# How to disassemble a Diatomic bomb



## idris (13 Jun 2011)

I've had a reasonable amount of Diatoms in my new setup. I've not been particularly concerned as it's a new tank. 
But over he weekend there's been a bit of an explosion and it's now covering a lot more glass and more and more of the wood (as well as much of my Hair Grass. 

Light is 2x36W in about 150l and there's no added gaceous CO2. I've added some NPK + trace and Easycarbo, high both at no more than half he recommended doses (as I've not got into the habit yet).

There are no fish in yet. 
In the next day or so I will be adding at least 6 Amano shrimp and (if the LFS Hhas cleared up their Ick) some Otos. 

Any Oberon suggestions to clear he Diatoms?


----------



## Tom (13 Jun 2011)

What's your substrate?


----------



## Bobtastic (13 Jun 2011)

Idris is using akadama. Just had a look at his journal and confirmed.


----------



## idris (13 Jun 2011)

Like Bob says


----------



## Fred Dulley (13 Jun 2011)

= CHALLENGE 1 =
Decide whether each statement agrees with the aquarium diatom thread above. Answer yes or no, and quote the deciding words from the thread. (a) Fish are already living in the tank. (b) The tank's lighting is 2x36W. (c) The tank uses akadama as its substrate.

= AVAILABLE DATA =
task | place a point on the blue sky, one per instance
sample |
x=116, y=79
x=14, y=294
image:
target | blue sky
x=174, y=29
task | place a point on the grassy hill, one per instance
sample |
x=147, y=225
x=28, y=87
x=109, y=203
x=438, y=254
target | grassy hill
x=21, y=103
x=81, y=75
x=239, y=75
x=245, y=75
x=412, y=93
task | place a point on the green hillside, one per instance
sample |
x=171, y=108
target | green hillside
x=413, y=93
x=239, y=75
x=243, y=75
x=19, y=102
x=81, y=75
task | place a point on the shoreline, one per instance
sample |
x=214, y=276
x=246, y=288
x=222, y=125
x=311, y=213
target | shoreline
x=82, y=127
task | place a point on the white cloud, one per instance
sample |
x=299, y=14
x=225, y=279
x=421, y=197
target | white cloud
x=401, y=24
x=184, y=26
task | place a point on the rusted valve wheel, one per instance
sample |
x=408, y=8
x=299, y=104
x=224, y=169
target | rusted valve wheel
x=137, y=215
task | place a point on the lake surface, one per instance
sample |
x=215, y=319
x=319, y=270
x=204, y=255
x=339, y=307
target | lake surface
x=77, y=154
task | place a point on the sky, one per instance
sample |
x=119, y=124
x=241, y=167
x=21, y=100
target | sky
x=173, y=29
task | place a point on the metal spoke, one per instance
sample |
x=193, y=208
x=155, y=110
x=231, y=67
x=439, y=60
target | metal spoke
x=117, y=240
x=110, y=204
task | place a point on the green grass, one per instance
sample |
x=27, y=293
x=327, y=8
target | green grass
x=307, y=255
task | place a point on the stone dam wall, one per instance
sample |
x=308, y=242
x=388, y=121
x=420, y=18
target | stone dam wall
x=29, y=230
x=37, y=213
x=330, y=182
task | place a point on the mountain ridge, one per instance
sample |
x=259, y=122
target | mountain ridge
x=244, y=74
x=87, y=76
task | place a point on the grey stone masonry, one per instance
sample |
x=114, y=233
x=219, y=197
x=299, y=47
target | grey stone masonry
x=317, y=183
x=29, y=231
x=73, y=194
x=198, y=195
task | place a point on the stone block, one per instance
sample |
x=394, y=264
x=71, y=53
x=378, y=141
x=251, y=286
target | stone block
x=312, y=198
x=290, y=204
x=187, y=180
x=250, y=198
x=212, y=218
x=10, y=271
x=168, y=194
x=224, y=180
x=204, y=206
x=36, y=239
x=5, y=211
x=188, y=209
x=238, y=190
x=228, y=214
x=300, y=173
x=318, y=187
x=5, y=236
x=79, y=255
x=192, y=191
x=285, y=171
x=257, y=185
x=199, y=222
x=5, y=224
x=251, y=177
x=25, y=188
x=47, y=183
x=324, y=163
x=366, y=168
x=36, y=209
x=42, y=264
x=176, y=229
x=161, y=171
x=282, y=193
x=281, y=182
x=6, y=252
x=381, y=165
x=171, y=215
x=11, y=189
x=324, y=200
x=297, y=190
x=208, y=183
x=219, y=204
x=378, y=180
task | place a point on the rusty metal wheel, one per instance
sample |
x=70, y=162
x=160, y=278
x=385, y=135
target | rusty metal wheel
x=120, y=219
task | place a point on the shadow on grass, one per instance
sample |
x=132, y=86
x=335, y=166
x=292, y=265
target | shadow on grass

= CHALLENGE 2 =
Reproduce the part of the listing that opens with the line containing "task | place a point on the stone block, one" and runs through the end of the listing, with both ends included.

= RESPONSE 1 =
(a) No: "There are no fish in yet."
(b) Yes: "Light is 2x36W in about 150l"
(c) Yes: "Idris is using akadama."

= RESPONSE 2 =
task | place a point on the stone block, one per instance
sample |
x=394, y=264
x=71, y=53
x=378, y=141
x=251, y=286
target | stone block
x=312, y=198
x=290, y=204
x=187, y=180
x=250, y=198
x=212, y=218
x=10, y=271
x=168, y=194
x=224, y=180
x=204, y=206
x=36, y=239
x=5, y=211
x=188, y=209
x=238, y=190
x=228, y=214
x=300, y=173
x=318, y=187
x=5, y=236
x=79, y=255
x=192, y=191
x=285, y=171
x=257, y=185
x=199, y=222
x=5, y=224
x=251, y=177
x=25, y=188
x=47, y=183
x=324, y=163
x=366, y=168
x=36, y=209
x=42, y=264
x=176, y=229
x=161, y=171
x=282, y=193
x=281, y=182
x=6, y=252
x=381, y=165
x=171, y=215
x=11, y=189
x=324, y=200
x=297, y=190
x=208, y=183
x=219, y=204
x=378, y=180
task | place a point on the rusty metal wheel, one per instance
sample |
x=70, y=162
x=160, y=278
x=385, y=135
target | rusty metal wheel
x=120, y=219
task | place a point on the shadow on grass, one per instance
sample |
x=132, y=86
x=335, y=166
x=292, y=265
target | shadow on grass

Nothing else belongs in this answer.